Set out every line of the rows below as a Markdown table with two columns, Line No. and Text, numbering the lines in order and omitting blank lines.

[Coordinate annotation rows]
++++++++++

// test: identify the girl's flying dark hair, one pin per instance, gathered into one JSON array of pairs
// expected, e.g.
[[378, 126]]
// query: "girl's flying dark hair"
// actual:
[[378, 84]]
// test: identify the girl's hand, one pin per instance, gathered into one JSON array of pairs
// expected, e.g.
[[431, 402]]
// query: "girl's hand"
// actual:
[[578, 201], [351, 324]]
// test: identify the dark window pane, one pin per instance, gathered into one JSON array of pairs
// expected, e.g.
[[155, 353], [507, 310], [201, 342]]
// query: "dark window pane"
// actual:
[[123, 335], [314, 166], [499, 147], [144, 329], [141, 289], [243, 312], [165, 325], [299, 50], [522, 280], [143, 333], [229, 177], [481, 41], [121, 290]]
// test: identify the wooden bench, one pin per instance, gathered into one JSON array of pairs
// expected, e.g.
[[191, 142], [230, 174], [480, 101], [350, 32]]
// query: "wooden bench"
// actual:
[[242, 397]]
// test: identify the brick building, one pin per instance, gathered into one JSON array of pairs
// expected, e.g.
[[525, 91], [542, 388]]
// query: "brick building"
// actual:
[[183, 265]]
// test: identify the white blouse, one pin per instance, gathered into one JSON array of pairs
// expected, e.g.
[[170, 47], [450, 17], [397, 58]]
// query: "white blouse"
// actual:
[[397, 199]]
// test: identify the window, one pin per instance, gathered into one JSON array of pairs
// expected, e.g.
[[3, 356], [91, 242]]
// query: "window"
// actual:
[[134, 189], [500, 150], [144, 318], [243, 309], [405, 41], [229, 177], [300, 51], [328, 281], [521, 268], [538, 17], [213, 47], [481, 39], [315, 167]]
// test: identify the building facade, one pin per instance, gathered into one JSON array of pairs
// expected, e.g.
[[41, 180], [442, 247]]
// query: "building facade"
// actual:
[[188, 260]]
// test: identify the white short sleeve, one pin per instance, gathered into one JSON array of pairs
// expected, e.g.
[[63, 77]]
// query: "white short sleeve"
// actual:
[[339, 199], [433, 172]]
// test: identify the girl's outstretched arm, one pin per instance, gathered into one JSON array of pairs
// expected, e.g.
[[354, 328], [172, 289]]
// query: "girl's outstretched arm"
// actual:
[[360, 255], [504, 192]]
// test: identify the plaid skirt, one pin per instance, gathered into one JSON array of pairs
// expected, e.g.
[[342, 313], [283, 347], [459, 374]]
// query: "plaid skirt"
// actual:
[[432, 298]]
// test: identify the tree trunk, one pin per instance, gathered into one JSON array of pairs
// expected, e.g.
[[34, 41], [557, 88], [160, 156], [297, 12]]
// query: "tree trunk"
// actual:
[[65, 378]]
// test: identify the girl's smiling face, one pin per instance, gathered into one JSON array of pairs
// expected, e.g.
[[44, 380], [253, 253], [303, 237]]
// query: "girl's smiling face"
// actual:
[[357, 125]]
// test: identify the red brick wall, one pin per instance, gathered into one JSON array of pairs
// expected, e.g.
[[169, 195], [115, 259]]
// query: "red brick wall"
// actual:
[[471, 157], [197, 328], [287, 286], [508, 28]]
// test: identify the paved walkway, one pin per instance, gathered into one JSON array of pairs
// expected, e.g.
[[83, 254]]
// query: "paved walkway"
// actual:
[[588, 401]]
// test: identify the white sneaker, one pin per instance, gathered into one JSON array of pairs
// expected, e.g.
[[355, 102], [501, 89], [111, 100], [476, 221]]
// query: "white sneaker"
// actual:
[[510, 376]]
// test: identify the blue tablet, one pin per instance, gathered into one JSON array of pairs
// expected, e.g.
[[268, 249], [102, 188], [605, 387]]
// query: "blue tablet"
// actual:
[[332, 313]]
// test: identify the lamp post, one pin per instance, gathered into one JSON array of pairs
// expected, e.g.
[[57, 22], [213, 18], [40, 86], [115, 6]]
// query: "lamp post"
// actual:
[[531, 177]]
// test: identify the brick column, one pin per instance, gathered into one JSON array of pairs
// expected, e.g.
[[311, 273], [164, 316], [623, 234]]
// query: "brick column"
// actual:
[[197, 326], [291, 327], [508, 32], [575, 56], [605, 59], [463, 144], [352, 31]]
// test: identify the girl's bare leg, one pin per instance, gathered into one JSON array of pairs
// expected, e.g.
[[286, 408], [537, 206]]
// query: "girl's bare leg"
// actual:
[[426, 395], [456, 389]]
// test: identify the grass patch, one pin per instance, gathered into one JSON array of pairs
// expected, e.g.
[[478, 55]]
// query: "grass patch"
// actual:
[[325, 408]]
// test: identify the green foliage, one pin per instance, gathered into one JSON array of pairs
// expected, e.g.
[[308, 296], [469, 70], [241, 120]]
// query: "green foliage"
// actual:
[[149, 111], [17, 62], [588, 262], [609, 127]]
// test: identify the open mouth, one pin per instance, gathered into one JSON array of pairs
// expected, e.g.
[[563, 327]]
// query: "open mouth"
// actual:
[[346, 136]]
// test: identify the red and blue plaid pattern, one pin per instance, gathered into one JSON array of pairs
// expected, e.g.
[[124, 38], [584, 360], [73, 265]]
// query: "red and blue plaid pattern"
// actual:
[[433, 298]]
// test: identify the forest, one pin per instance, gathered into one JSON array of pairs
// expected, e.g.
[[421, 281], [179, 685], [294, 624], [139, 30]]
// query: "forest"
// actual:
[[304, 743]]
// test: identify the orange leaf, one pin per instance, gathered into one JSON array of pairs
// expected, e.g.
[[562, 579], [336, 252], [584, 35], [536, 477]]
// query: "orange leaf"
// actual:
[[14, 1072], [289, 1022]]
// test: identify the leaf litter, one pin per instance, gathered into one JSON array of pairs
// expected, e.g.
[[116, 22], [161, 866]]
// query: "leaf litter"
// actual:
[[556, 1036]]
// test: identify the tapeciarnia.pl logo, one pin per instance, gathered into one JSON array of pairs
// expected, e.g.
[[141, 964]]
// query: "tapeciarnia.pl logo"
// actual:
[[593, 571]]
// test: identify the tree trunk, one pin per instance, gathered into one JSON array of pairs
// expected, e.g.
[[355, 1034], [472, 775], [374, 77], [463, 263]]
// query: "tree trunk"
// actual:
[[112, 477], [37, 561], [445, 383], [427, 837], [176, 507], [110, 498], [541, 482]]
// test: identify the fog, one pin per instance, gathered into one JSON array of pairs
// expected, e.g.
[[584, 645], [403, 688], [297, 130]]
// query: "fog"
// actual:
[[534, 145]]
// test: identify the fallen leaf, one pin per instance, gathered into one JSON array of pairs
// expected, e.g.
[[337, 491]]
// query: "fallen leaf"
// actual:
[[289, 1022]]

++++++++++

#### [WORKED ANSWER]
| Line No. | Text |
|---|---|
| 1 | // test: identify the girl's flying dark hair, one pin per instance, gathered into one JSON array of pairs |
| 2 | // expected, e.g. |
| 3 | [[378, 126]] |
| 4 | // query: "girl's flying dark hair" |
| 5 | // actual: |
| 6 | [[378, 84]] |
| 7 | // test: identify the girl's hand, one pin per instance, gathered into one JSON array of pairs |
| 8 | // expected, e.g. |
| 9 | [[431, 402]] |
| 10 | // query: "girl's hand" |
| 11 | // actual: |
| 12 | [[578, 201], [351, 324]] |
| 13 | // test: identify the dark window pane, one pin per instance, gathered into one JSON array of pairs |
| 14 | // expected, e.g. |
| 15 | [[155, 353], [507, 310], [201, 342]] |
| 16 | // query: "dark window pane" |
| 17 | // actual: |
| 18 | [[123, 335], [314, 166], [499, 147], [144, 329], [141, 289], [243, 312], [165, 325], [299, 50], [522, 280], [143, 333], [229, 177], [481, 41], [121, 290]] |
| 19 | // test: identify the wooden bench, one pin per instance, gathered into one JSON array of pairs |
| 20 | // expected, e.g. |
| 21 | [[191, 142], [230, 174], [480, 101], [350, 32]] |
| 22 | // query: "wooden bench" |
| 23 | // actual: |
| 24 | [[242, 397]] |
| 25 | // test: identify the brick building, one pin per instance, gathered into one JSON array of pairs |
| 26 | // expected, e.g. |
| 27 | [[525, 91], [542, 388]] |
| 28 | // query: "brick building" |
| 29 | // actual: |
| 30 | [[183, 265]] |
| 31 | // test: identify the white blouse, one pin per instance, gathered into one JSON array of pairs |
| 32 | // expected, e.g. |
| 33 | [[170, 47], [450, 17], [397, 58]] |
| 34 | // query: "white blouse" |
| 35 | // actual: |
| 36 | [[397, 199]] |
| 37 | // test: identify the window, one pin per instance, gathered into one JSON array of pairs |
| 38 | // expected, e.g. |
| 39 | [[3, 356], [91, 242]] |
| 40 | // query: "window" |
| 41 | // actual: |
| 42 | [[134, 189], [500, 150], [144, 318], [243, 309], [405, 41], [229, 177], [300, 51], [328, 281], [521, 268], [538, 17], [213, 47], [481, 39], [315, 167]] |
| 43 | // test: identify the building facade, one pin per instance, gathered into one JSON array of pairs |
| 44 | // expected, e.g. |
| 45 | [[41, 180], [442, 247]] |
| 46 | // query: "building facade" |
| 47 | // actual: |
| 48 | [[188, 260]] |
| 49 | // test: identify the white short sleeve, one pin per instance, gathered into one JSON array of pairs |
| 50 | // expected, e.g. |
| 51 | [[63, 77]] |
| 52 | // query: "white short sleeve" |
| 53 | // actual: |
| 54 | [[339, 199], [433, 172]] |
| 55 | // test: identify the girl's outstretched arm, one pin per instance, gathered into one JSON array of pairs |
| 56 | // expected, e.g. |
| 57 | [[354, 328], [172, 289]] |
| 58 | // query: "girl's outstretched arm" |
| 59 | // actual: |
| 60 | [[360, 255], [504, 192]] |
| 61 | // test: identify the plaid skirt, one pin per instance, gathered into one JSON array of pairs |
| 62 | // expected, e.g. |
| 63 | [[342, 313], [283, 347], [459, 374]] |
| 64 | // query: "plaid skirt" |
| 65 | // actual: |
| 66 | [[432, 298]] |
| 67 | // test: identify the tree trunk, one pin per instance, gathered into one JSON array of pairs |
| 68 | // expected, e.g. |
| 69 | [[34, 41], [557, 88], [160, 156], [297, 12]] |
| 70 | // query: "tree trunk" |
| 71 | // actual: |
| 72 | [[65, 378]] |
| 73 | // test: identify the girl's smiling face, one pin per instance, gathered into one JSON array of pairs |
| 74 | // expected, e.g. |
| 75 | [[44, 380], [253, 253], [303, 237]] |
| 76 | // query: "girl's smiling face" |
| 77 | // actual: |
| 78 | [[357, 125]] |
| 79 | // test: identify the red brick wall, one pin per instance, gathered into one JSON array of pairs |
| 80 | // expected, e.g. |
| 81 | [[169, 195], [115, 259]] |
| 82 | // query: "red brick wall" |
| 83 | // actual: |
| 84 | [[471, 157], [197, 328], [287, 286], [508, 28]] |
| 85 | // test: identify the paved walkway, one pin per instance, gathered into one JSON array of pairs |
| 86 | // expected, e.g. |
| 87 | [[83, 254]] |
| 88 | // query: "paved walkway" |
| 89 | // actual: |
| 90 | [[588, 401]] |
| 91 | // test: identify the white sneaker, one pin per instance, gathered into one JSON array of pairs |
| 92 | // expected, e.g. |
| 93 | [[355, 102], [501, 89], [111, 100], [476, 221]] |
| 94 | // query: "white sneaker" |
| 95 | // actual: |
| 96 | [[510, 376]] |
| 97 | // test: identify the blue tablet, one pin per instance, gathered into one JSON array of pairs |
| 98 | // expected, e.g. |
| 99 | [[268, 249], [102, 188], [605, 387]] |
| 100 | // query: "blue tablet" |
| 101 | // actual: |
| 102 | [[332, 313]] |
| 103 | // test: identify the lamp post, one pin per instance, gathered into one JSON array of pairs |
| 104 | // expected, e.g. |
| 105 | [[57, 22], [213, 18], [40, 86], [115, 6]] |
| 106 | // query: "lamp post" |
| 107 | // actual: |
| 108 | [[531, 177]] |
| 109 | // test: identify the brick column, one pin per instance, gathered into one JSON array of pairs |
| 110 | // expected, e.g. |
| 111 | [[311, 273], [164, 316], [623, 234]] |
| 112 | // query: "brick column" |
| 113 | // actual: |
| 114 | [[197, 326], [291, 327], [508, 32], [575, 56], [605, 59], [463, 144], [352, 31]] |
| 115 | // test: identify the girl's bare leg, one pin per instance, gathered into one JSON array of pairs |
| 116 | // expected, e.g. |
| 117 | [[286, 408], [537, 206]] |
| 118 | // query: "girl's bare leg" |
| 119 | // actual: |
| 120 | [[426, 395], [456, 389]] |
| 121 | // test: identify the grass patch, one pin per instance, gathered into one JSON array of pairs |
| 122 | // expected, e.g. |
| 123 | [[478, 55]] |
| 124 | // query: "grass patch" |
| 125 | // actual: |
| 126 | [[325, 408]] |
| 127 | // test: identify the green foliage, one pin per instance, gathered into one JSON array of pairs |
| 128 | // expected, e.g. |
| 129 | [[308, 296], [469, 70], [241, 120]] |
| 130 | // query: "green foliage" |
| 131 | // actual: |
| 132 | [[149, 111], [17, 62], [588, 262], [609, 127]] |
| 133 | // test: identify the open mouth, one pin per instance, gathered into one JSON array of pairs |
| 134 | // expected, e.g. |
| 135 | [[563, 327]] |
| 136 | // query: "open mouth" |
| 137 | // actual: |
| 138 | [[346, 136]] |
| 139 | // test: identify the red and blue plaid pattern, one pin per instance, gathered into one JSON array of pairs |
| 140 | // expected, e.g. |
| 141 | [[124, 38], [584, 360], [73, 265]] |
| 142 | // query: "red and blue plaid pattern" |
| 143 | // actual: |
| 144 | [[433, 298]] |
| 145 | // test: identify the forest, one pin per instance, gathered into one JSON array of pairs |
| 146 | // expected, e.g. |
| 147 | [[421, 281], [179, 685], [294, 624], [139, 30]] |
| 148 | // query: "forest" |
| 149 | // actual: |
| 150 | [[304, 743]] |
| 151 | // test: identify the orange leaf, one pin per instance, gathered into one JSON array of pairs |
| 152 | // expected, e.g. |
| 153 | [[562, 579], [336, 252], [584, 35], [536, 477]] |
| 154 | // query: "orange leaf" |
| 155 | // actual: |
| 156 | [[14, 1072], [289, 1022]] |
| 157 | // test: identify the leaf litter, one pin per instance, gathered into one JSON array of pairs |
| 158 | // expected, e.g. |
| 159 | [[116, 22], [161, 866]] |
| 160 | // query: "leaf litter" |
| 161 | // actual: |
| 162 | [[556, 1036]] |
| 163 | // test: identify the tapeciarnia.pl logo, one pin per instance, gathered into one JSON array of pairs |
| 164 | // expected, e.g. |
| 165 | [[141, 964]] |
| 166 | // query: "tapeciarnia.pl logo" |
| 167 | // actual: |
| 168 | [[593, 571]] |
| 169 | // test: identify the tree trunk, one pin per instance, gathered into one JSON array of pairs |
| 170 | // expected, e.g. |
| 171 | [[355, 1034], [472, 775], [374, 77], [463, 263]] |
| 172 | // query: "tree trunk" |
| 173 | // actual: |
| 174 | [[112, 477], [37, 561], [445, 383], [427, 837], [176, 507], [110, 498], [541, 482]] |
| 175 | // test: identify the fog, one pin per instance, gathered into one JSON array of pairs |
| 176 | // expected, e.g. |
| 177 | [[584, 645], [403, 688], [297, 130]] |
| 178 | // query: "fog" |
| 179 | // actual: |
| 180 | [[534, 145]] |
| 181 | // test: identify the fallen leaf, one pin per instance, gathered into one JSON array of pairs |
| 182 | // expected, e.g. |
| 183 | [[337, 491]] |
| 184 | // query: "fallen leaf" |
| 185 | // actual: |
| 186 | [[289, 1022]] |